__EXERCISE AIM__.
Can you rewrite the material below, swapping each "Whereabouts" for "Where" and leaving everything else unchanged?

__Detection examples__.
------

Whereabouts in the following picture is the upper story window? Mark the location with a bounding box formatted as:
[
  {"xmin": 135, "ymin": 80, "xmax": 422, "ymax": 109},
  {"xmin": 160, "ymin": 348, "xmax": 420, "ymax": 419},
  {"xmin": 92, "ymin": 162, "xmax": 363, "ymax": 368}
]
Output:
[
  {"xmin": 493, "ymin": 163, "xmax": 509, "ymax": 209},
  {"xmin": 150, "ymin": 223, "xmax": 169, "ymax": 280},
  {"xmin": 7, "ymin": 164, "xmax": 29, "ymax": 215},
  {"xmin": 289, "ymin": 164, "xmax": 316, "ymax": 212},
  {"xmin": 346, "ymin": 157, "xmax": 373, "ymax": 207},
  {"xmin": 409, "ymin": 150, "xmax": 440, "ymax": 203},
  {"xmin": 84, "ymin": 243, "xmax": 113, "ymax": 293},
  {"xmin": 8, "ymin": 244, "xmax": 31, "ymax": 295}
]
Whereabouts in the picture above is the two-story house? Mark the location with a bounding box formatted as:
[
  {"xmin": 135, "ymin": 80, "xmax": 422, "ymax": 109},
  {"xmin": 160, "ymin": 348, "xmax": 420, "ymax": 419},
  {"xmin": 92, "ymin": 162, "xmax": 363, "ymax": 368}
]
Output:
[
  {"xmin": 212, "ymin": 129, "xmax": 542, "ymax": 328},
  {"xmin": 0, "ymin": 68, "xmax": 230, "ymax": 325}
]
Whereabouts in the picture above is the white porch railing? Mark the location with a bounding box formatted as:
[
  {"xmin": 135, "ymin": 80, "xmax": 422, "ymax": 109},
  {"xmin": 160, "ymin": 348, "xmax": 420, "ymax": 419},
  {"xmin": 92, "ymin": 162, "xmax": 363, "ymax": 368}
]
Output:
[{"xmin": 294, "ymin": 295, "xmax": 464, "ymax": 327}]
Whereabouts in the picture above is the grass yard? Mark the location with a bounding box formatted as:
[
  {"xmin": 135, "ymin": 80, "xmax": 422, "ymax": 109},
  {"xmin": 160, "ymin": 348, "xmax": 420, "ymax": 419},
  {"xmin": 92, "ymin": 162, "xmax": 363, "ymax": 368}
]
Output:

------

__FINAL RESULT__.
Where in the following picture is the upper story window? Mark the location with a bounding box formatted as:
[
  {"xmin": 135, "ymin": 80, "xmax": 422, "ymax": 109},
  {"xmin": 160, "ymin": 348, "xmax": 420, "ymax": 419},
  {"xmin": 92, "ymin": 162, "xmax": 363, "ymax": 368}
]
Output:
[
  {"xmin": 493, "ymin": 163, "xmax": 509, "ymax": 209},
  {"xmin": 150, "ymin": 223, "xmax": 169, "ymax": 280},
  {"xmin": 7, "ymin": 164, "xmax": 29, "ymax": 215},
  {"xmin": 289, "ymin": 164, "xmax": 316, "ymax": 212},
  {"xmin": 346, "ymin": 157, "xmax": 373, "ymax": 207},
  {"xmin": 409, "ymin": 150, "xmax": 440, "ymax": 203},
  {"xmin": 84, "ymin": 243, "xmax": 113, "ymax": 293},
  {"xmin": 8, "ymin": 244, "xmax": 31, "ymax": 295}
]
Where in the picture above is the two-story house? Mark the location with a bounding box formatted as:
[
  {"xmin": 135, "ymin": 80, "xmax": 422, "ymax": 109},
  {"xmin": 160, "ymin": 348, "xmax": 420, "ymax": 419},
  {"xmin": 92, "ymin": 162, "xmax": 363, "ymax": 368}
]
Output:
[
  {"xmin": 212, "ymin": 129, "xmax": 542, "ymax": 328},
  {"xmin": 0, "ymin": 68, "xmax": 230, "ymax": 325}
]
Where in the picture above is the white porch railing? Mark the location with a bounding box formatted as:
[
  {"xmin": 135, "ymin": 80, "xmax": 422, "ymax": 109},
  {"xmin": 160, "ymin": 348, "xmax": 420, "ymax": 419},
  {"xmin": 92, "ymin": 162, "xmax": 363, "ymax": 368}
]
Output:
[{"xmin": 294, "ymin": 295, "xmax": 464, "ymax": 327}]
Where in the picture above is the grass yard? Mark the location with a bounding box formatted as:
[
  {"xmin": 135, "ymin": 80, "xmax": 422, "ymax": 109},
  {"xmin": 160, "ymin": 348, "xmax": 420, "ymax": 419},
  {"xmin": 92, "ymin": 162, "xmax": 363, "ymax": 368}
]
Output:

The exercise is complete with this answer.